WHAT NEEDS TO BE DONE:
Reproduce every one of the records below line for line, without changing a single character.

THE RECORDS:
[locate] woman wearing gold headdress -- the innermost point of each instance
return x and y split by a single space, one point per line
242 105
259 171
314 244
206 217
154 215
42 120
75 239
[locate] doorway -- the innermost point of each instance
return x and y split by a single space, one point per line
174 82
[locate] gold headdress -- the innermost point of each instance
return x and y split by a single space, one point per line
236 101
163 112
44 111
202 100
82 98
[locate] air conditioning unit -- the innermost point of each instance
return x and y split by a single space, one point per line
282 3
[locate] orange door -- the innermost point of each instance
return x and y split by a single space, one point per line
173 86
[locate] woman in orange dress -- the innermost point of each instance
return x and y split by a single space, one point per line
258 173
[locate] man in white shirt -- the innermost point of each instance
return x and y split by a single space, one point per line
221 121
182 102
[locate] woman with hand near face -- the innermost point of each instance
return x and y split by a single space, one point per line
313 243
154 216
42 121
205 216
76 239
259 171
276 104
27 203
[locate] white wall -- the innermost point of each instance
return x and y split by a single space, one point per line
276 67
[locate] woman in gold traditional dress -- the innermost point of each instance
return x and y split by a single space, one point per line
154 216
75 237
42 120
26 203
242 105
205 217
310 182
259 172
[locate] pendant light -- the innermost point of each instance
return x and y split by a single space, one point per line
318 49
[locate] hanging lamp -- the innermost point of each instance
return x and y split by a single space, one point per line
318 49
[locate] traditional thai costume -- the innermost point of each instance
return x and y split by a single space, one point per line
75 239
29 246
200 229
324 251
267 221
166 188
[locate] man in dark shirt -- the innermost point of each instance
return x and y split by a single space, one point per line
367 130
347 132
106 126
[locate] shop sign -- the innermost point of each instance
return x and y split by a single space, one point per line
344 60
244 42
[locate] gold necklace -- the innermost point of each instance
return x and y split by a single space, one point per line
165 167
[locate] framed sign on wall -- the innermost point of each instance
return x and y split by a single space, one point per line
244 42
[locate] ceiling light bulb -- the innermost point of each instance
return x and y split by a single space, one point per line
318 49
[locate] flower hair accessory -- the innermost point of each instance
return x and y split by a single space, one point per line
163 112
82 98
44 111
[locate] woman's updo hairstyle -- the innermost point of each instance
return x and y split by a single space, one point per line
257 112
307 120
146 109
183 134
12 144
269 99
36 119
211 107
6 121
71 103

WRITTEN RESPONSE:
[locate] woman wearing gold headdress -- the innermost point of each instance
return x and y split by a single space, one point per line
242 105
259 171
314 244
206 217
154 215
42 120
75 239
[locate] doorway -- the innermost point of each instance
return x and y split by a single space, one point per line
174 82
[locate] gold headdress -- the innermost point of each instance
return x and y split by a single space, one point per line
236 101
163 112
44 111
202 100
82 98
[locate] air conditioning unit -- the innermost point of each instance
return x and y split by a single space, one point per line
282 3
[locate] orange door -- the innermost point of each instance
return x and y split by a single space, one point per line
173 86
[locate] woman in orange dress -- the innermost point of each instance
return x and y split by a single space, one point per line
258 173
[locate] man in white shirt -- the innermost point of each instance
return x and y split by a single space, one point per line
221 121
182 102
[locate] woman with hand near face -- the innermost point of each instance
return x and y split by a single space, one point per line
313 243
154 216
42 121
205 216
76 239
259 171
276 104
27 203
[locate] white wall -- the innermost point of each instance
return x and y split by a single space, one point per line
276 67
[locate] woman in gold traditional dress -- the innermost point of each instance
return x and y split by a single space, one point per line
154 216
75 237
42 120
26 203
242 105
205 217
310 182
259 172
[locate] pendant light -- the innermost point of each instance
return x and y split by a single space, one point per line
318 49
[locate] hanging lamp -- the innermost point of each instance
return x and y split by a single space, one point per line
318 49
[locate] traditional thai costume -- the innermost point of each instance
return x and y split by a single space, one point per line
75 239
29 246
200 229
324 251
267 221
166 188
[locate] man in dark shirt -- the innermost point of each instance
return x and y split by a single space, one point per line
367 130
347 132
106 126
[locate] shop sign -- the innermost point of each instance
return x and y split by a single space, one point per line
344 60
244 42
[locate] gold necklace -- the innermost point of each instance
return x and y split by a single space, one point per line
165 167
[locate] framed sign on wall -- the innermost point of each instance
return x and y split by a single space, one point per line
244 42
[locate] ceiling light bulb -- the innermost point of each instance
return x and y split by a single space, one point per line
318 49
[locate] flower hair accessory -- the innermost point of each instance
return x and y split by a single space, one point per line
163 112
82 98
44 111
[locate] woman's updo hairstyle -- the innermost point of each instance
return x and y split by a single space, one point per line
257 112
307 120
146 109
183 134
12 144
269 99
36 119
211 107
6 121
71 103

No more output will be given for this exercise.